WHAT IS REQUIRED: Set down exactly the lines that run from the line with "Target: running bird" to the end of the data, and nothing else.

──────── ENTRIES PROVIDED

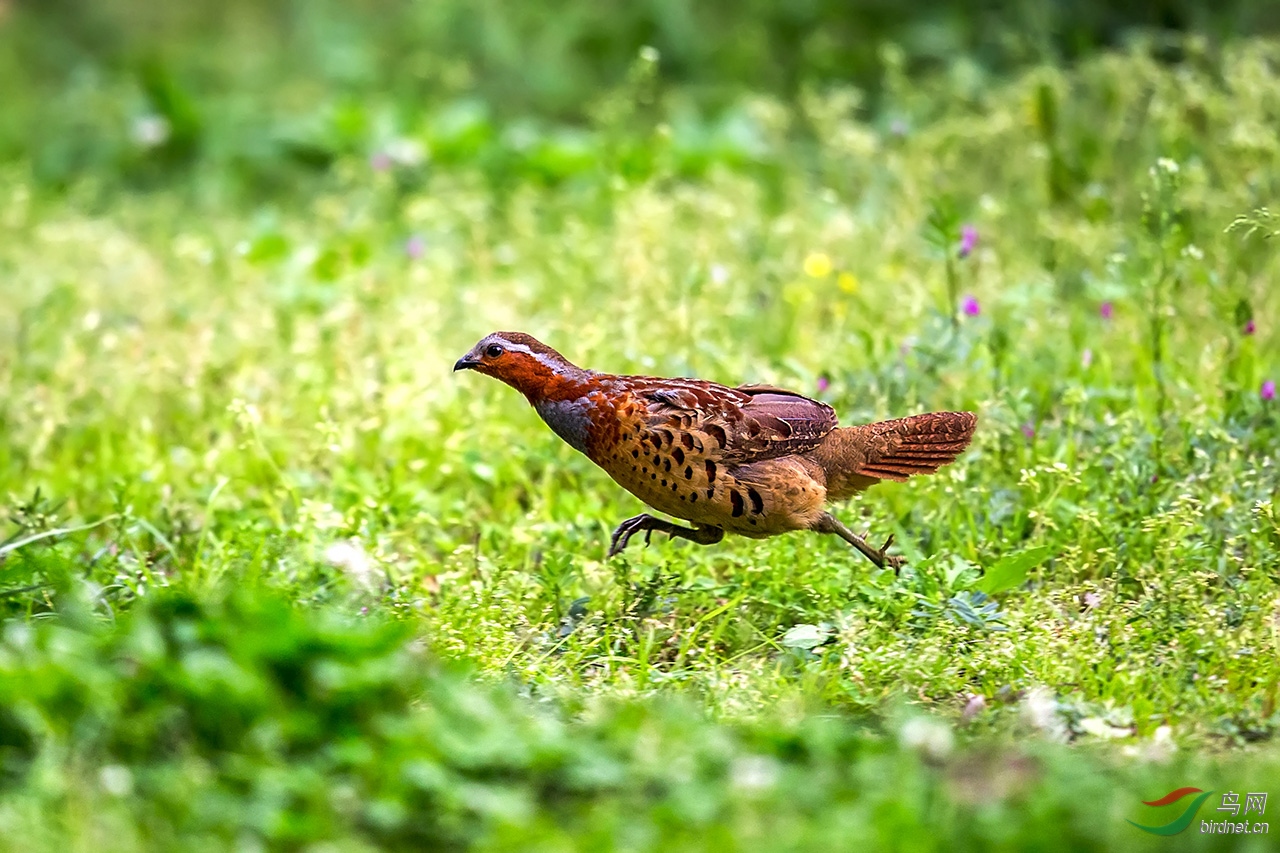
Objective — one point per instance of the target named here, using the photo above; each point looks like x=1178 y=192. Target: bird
x=752 y=460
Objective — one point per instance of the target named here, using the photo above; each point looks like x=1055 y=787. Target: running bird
x=753 y=460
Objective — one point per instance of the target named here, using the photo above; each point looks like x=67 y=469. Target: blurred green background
x=272 y=578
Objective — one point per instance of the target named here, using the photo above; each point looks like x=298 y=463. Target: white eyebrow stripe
x=517 y=347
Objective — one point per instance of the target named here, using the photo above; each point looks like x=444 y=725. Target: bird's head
x=524 y=363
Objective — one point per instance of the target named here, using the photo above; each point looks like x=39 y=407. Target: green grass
x=334 y=592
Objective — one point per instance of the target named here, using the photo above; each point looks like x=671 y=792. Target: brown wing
x=856 y=457
x=736 y=425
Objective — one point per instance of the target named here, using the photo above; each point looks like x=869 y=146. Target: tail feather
x=856 y=457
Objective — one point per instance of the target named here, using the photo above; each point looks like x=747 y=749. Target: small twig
x=49 y=534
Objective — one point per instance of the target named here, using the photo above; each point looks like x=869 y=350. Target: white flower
x=355 y=561
x=1040 y=708
x=931 y=738
x=150 y=131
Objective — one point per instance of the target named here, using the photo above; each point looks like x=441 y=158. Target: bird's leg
x=648 y=524
x=827 y=523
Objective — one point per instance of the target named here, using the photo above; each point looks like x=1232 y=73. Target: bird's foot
x=622 y=536
x=887 y=560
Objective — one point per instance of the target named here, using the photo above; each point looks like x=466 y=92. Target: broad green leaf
x=1011 y=570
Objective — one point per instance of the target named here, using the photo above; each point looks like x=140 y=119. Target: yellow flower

────────────────

EXERCISE RESPONSE:
Objective — one point per instance of the target named here, using the photo above; each point looks like x=1055 y=787. Target: running bird
x=753 y=460
Objective — one point per instance of the target named here, using the photo above; each point looks like x=67 y=469. Target: blurred green background
x=272 y=578
Objective — one point per instance of the target named here, using the photo above; each point looks like x=298 y=463. Target: white eyebrow stripe
x=517 y=347
Objective — one point per instance of the target named here, using the photo above; each point looks like x=444 y=725. Target: bird's head
x=524 y=363
Objective — one point per instance of the target named here, using the photo above; each point looks like x=39 y=407. Target: green grass
x=334 y=592
Objective — one point per instance of the target named here, using the photo above; each point looks like x=671 y=792. Target: brown wing
x=856 y=457
x=736 y=425
Objective — one point per instance of the target named here, using the photo above; each point looks like x=869 y=146. Target: tail feather
x=856 y=457
Objective — one point per instance of the target named here, using the photo above; each point looks like x=747 y=749. Target: small twig
x=49 y=534
Objective — one point per instance of the target named here, using the photo above; each point looks like x=869 y=350. Target: white flower
x=355 y=561
x=1040 y=708
x=931 y=738
x=150 y=131
Objective — one point per instance of the target named here, using the photo above; each point looks like x=441 y=158. Target: bird's leg
x=648 y=524
x=827 y=523
Objective — one point per instance of the target named here, using the photo above; each point looks like x=1232 y=73. Target: bird's foot
x=622 y=536
x=887 y=560
Objective — one point per instance of the target named here, using the photo above; each point looks like x=466 y=92. Target: broad green leaf
x=1011 y=570
Objective — one point per instance of the target named here, using the photo above; each point looks like x=140 y=119. Target: yellow flower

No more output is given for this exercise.